(Data entries)
================================
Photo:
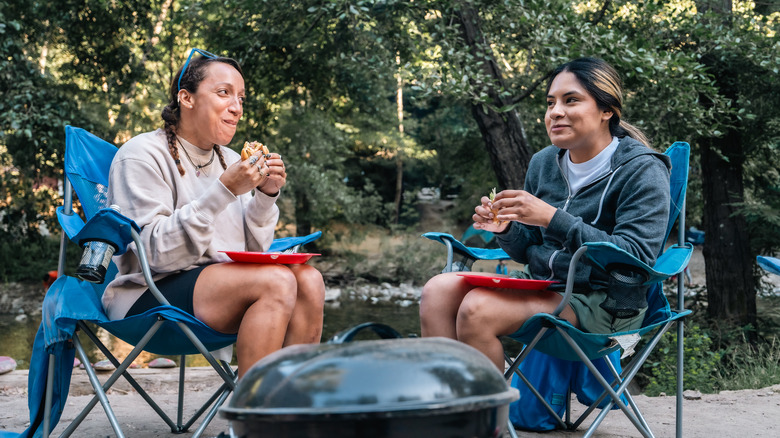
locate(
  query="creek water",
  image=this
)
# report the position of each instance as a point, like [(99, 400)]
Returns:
[(16, 337)]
================================
§ What this task involves
Could you rewrite all the records above with "location" substituted for "position", changing nothing else and leaving out the pictures?

§ The solution
Photo:
locate(
  query="creek water",
  image=this
)
# report the location of each instance as a point, like [(99, 400)]
Returns:
[(16, 337)]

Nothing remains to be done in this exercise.